The task – Give back only the lines in the records below from the one with "Highlight-reel tagging: indicate the black jacket" to the one with "Highlight-reel tagging: indicate the fluorescent", both inclusive, word for word.

═══ Excerpted data

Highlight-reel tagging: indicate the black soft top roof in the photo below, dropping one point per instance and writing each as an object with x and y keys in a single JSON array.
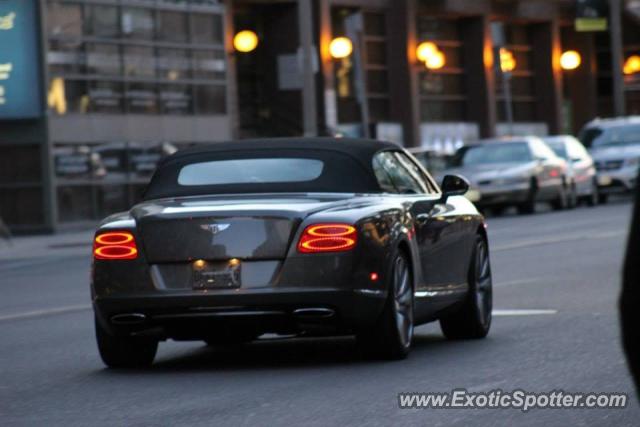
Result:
[
  {"x": 348, "y": 166},
  {"x": 362, "y": 149}
]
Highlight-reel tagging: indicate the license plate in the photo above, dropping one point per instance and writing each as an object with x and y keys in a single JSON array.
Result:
[
  {"x": 215, "y": 275},
  {"x": 473, "y": 195},
  {"x": 604, "y": 180}
]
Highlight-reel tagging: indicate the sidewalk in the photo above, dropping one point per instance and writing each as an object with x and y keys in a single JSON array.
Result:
[{"x": 61, "y": 244}]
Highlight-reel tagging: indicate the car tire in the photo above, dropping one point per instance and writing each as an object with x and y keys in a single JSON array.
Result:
[
  {"x": 572, "y": 199},
  {"x": 561, "y": 202},
  {"x": 529, "y": 206},
  {"x": 473, "y": 319},
  {"x": 391, "y": 337},
  {"x": 593, "y": 198},
  {"x": 603, "y": 199},
  {"x": 125, "y": 352}
]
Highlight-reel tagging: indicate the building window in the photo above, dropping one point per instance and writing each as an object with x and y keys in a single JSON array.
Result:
[
  {"x": 105, "y": 97},
  {"x": 210, "y": 99},
  {"x": 102, "y": 21},
  {"x": 174, "y": 64},
  {"x": 137, "y": 23},
  {"x": 443, "y": 94},
  {"x": 103, "y": 59},
  {"x": 139, "y": 61},
  {"x": 64, "y": 20},
  {"x": 172, "y": 26},
  {"x": 141, "y": 98},
  {"x": 206, "y": 28}
]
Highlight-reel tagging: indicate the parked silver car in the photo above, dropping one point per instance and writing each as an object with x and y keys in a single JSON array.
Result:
[
  {"x": 517, "y": 171},
  {"x": 581, "y": 171},
  {"x": 614, "y": 145}
]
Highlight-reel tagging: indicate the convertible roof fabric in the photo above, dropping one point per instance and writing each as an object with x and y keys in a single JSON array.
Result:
[{"x": 348, "y": 166}]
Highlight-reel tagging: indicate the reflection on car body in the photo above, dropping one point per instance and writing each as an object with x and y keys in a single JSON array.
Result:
[{"x": 361, "y": 242}]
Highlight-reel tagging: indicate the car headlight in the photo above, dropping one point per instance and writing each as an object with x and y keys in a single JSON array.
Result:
[
  {"x": 632, "y": 162},
  {"x": 523, "y": 179}
]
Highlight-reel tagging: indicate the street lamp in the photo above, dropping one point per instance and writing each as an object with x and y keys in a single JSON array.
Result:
[
  {"x": 507, "y": 60},
  {"x": 340, "y": 47},
  {"x": 426, "y": 50},
  {"x": 570, "y": 60},
  {"x": 245, "y": 41},
  {"x": 432, "y": 57},
  {"x": 632, "y": 65}
]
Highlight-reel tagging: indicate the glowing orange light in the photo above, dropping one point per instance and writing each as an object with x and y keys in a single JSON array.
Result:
[
  {"x": 507, "y": 60},
  {"x": 425, "y": 50},
  {"x": 245, "y": 41},
  {"x": 327, "y": 238},
  {"x": 632, "y": 65},
  {"x": 114, "y": 238},
  {"x": 340, "y": 47},
  {"x": 115, "y": 245},
  {"x": 570, "y": 60},
  {"x": 435, "y": 61}
]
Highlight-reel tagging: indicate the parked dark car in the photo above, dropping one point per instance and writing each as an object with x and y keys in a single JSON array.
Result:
[
  {"x": 614, "y": 145},
  {"x": 290, "y": 236},
  {"x": 517, "y": 171}
]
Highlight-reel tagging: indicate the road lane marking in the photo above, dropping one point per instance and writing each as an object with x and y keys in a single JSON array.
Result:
[
  {"x": 48, "y": 312},
  {"x": 517, "y": 282},
  {"x": 558, "y": 239},
  {"x": 524, "y": 312}
]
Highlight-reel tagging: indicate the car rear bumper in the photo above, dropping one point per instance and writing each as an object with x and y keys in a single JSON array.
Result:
[
  {"x": 617, "y": 181},
  {"x": 192, "y": 316},
  {"x": 504, "y": 196}
]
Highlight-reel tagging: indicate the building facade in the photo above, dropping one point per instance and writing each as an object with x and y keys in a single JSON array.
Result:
[{"x": 118, "y": 84}]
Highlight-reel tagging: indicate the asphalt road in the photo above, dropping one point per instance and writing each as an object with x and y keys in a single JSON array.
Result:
[{"x": 567, "y": 263}]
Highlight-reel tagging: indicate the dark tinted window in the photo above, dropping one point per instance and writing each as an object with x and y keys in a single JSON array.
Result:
[
  {"x": 261, "y": 171},
  {"x": 404, "y": 179},
  {"x": 512, "y": 152}
]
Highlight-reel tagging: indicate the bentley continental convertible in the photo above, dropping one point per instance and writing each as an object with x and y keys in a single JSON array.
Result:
[{"x": 303, "y": 237}]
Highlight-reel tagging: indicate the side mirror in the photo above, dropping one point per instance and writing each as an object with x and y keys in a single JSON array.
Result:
[{"x": 453, "y": 185}]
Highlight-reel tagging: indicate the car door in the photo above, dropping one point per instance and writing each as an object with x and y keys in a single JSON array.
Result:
[
  {"x": 438, "y": 232},
  {"x": 583, "y": 167},
  {"x": 549, "y": 170}
]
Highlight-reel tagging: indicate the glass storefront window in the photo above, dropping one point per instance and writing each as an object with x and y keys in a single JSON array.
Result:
[
  {"x": 137, "y": 23},
  {"x": 65, "y": 56},
  {"x": 209, "y": 65},
  {"x": 102, "y": 21},
  {"x": 105, "y": 97},
  {"x": 174, "y": 64},
  {"x": 175, "y": 99},
  {"x": 141, "y": 98},
  {"x": 139, "y": 61},
  {"x": 172, "y": 26},
  {"x": 206, "y": 28},
  {"x": 210, "y": 99},
  {"x": 103, "y": 59},
  {"x": 64, "y": 19}
]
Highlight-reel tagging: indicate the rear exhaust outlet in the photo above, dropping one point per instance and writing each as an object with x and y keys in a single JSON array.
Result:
[
  {"x": 128, "y": 319},
  {"x": 317, "y": 312}
]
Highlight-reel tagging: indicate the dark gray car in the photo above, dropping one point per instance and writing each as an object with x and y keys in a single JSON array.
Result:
[{"x": 513, "y": 172}]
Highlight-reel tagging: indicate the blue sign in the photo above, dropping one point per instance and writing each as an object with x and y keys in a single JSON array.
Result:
[{"x": 20, "y": 93}]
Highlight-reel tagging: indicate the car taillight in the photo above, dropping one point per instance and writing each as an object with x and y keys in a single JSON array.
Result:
[
  {"x": 114, "y": 245},
  {"x": 327, "y": 238}
]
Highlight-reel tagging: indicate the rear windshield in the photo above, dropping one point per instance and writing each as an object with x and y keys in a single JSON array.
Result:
[
  {"x": 618, "y": 135},
  {"x": 490, "y": 153},
  {"x": 559, "y": 149},
  {"x": 245, "y": 171},
  {"x": 261, "y": 171}
]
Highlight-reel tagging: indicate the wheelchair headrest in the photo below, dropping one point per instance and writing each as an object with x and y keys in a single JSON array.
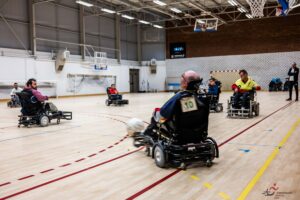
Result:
[
  {"x": 23, "y": 95},
  {"x": 194, "y": 85}
]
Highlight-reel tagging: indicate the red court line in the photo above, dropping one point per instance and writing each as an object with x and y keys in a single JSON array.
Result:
[
  {"x": 3, "y": 184},
  {"x": 25, "y": 177},
  {"x": 80, "y": 160},
  {"x": 92, "y": 155},
  {"x": 178, "y": 170},
  {"x": 65, "y": 165},
  {"x": 68, "y": 175},
  {"x": 48, "y": 170}
]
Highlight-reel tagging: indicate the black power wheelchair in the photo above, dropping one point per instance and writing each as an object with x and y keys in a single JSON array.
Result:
[
  {"x": 214, "y": 104},
  {"x": 37, "y": 113},
  {"x": 14, "y": 102},
  {"x": 115, "y": 99},
  {"x": 236, "y": 110},
  {"x": 183, "y": 139}
]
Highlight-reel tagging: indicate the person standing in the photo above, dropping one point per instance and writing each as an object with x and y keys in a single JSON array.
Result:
[{"x": 293, "y": 81}]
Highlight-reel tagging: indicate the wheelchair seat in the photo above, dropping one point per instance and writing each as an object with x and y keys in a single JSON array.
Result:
[{"x": 30, "y": 105}]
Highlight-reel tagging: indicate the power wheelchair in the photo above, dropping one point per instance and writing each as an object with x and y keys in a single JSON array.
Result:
[
  {"x": 181, "y": 140},
  {"x": 238, "y": 111},
  {"x": 115, "y": 99},
  {"x": 214, "y": 104},
  {"x": 38, "y": 113},
  {"x": 14, "y": 102}
]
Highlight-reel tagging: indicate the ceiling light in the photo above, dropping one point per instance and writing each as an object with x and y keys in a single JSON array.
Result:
[
  {"x": 127, "y": 17},
  {"x": 232, "y": 2},
  {"x": 157, "y": 26},
  {"x": 84, "y": 3},
  {"x": 241, "y": 9},
  {"x": 144, "y": 22},
  {"x": 176, "y": 10},
  {"x": 108, "y": 11},
  {"x": 159, "y": 3},
  {"x": 249, "y": 16}
]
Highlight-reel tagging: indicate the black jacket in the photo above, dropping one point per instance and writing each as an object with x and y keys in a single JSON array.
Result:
[{"x": 295, "y": 73}]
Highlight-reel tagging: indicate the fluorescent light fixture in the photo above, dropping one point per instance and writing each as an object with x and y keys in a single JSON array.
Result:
[
  {"x": 201, "y": 21},
  {"x": 84, "y": 3},
  {"x": 157, "y": 26},
  {"x": 144, "y": 22},
  {"x": 176, "y": 10},
  {"x": 108, "y": 11},
  {"x": 127, "y": 17},
  {"x": 249, "y": 16},
  {"x": 232, "y": 2},
  {"x": 159, "y": 3},
  {"x": 241, "y": 9}
]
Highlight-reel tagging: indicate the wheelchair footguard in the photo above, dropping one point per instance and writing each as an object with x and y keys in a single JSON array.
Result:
[
  {"x": 243, "y": 113},
  {"x": 117, "y": 102},
  {"x": 44, "y": 119},
  {"x": 167, "y": 154},
  {"x": 217, "y": 107}
]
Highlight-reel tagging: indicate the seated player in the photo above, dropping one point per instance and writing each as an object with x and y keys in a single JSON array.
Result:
[
  {"x": 113, "y": 92},
  {"x": 189, "y": 80},
  {"x": 33, "y": 98},
  {"x": 14, "y": 97},
  {"x": 243, "y": 88},
  {"x": 213, "y": 88}
]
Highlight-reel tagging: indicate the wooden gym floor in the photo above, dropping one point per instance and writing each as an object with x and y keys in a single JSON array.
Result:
[{"x": 91, "y": 157}]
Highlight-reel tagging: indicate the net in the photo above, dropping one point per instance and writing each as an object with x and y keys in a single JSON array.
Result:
[
  {"x": 257, "y": 7},
  {"x": 206, "y": 25},
  {"x": 89, "y": 84}
]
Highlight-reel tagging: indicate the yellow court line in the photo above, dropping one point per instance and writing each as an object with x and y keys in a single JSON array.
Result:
[
  {"x": 196, "y": 178},
  {"x": 261, "y": 171},
  {"x": 224, "y": 195},
  {"x": 207, "y": 185}
]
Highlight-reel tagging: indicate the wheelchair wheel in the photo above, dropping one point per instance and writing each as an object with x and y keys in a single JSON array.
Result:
[
  {"x": 159, "y": 157},
  {"x": 257, "y": 109},
  {"x": 44, "y": 121},
  {"x": 219, "y": 108}
]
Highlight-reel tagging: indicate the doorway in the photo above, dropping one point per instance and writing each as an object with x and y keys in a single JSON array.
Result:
[{"x": 134, "y": 76}]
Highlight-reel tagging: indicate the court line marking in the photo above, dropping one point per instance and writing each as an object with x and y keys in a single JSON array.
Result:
[
  {"x": 116, "y": 158},
  {"x": 267, "y": 163},
  {"x": 64, "y": 165},
  {"x": 41, "y": 133},
  {"x": 224, "y": 196},
  {"x": 144, "y": 190},
  {"x": 68, "y": 175}
]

══════

Answer space –
Highlight-reel tagging: indicate the black jacket in the photo above, dropping one point per instance and writing each as an object with x and y keys in a single JSON array.
Result:
[{"x": 295, "y": 73}]
Highlight-reel tagging: indicate the fluorescent light fixture in the photo above, dropping one point per instance and writing each as an object with x and y keys in a single JSON array.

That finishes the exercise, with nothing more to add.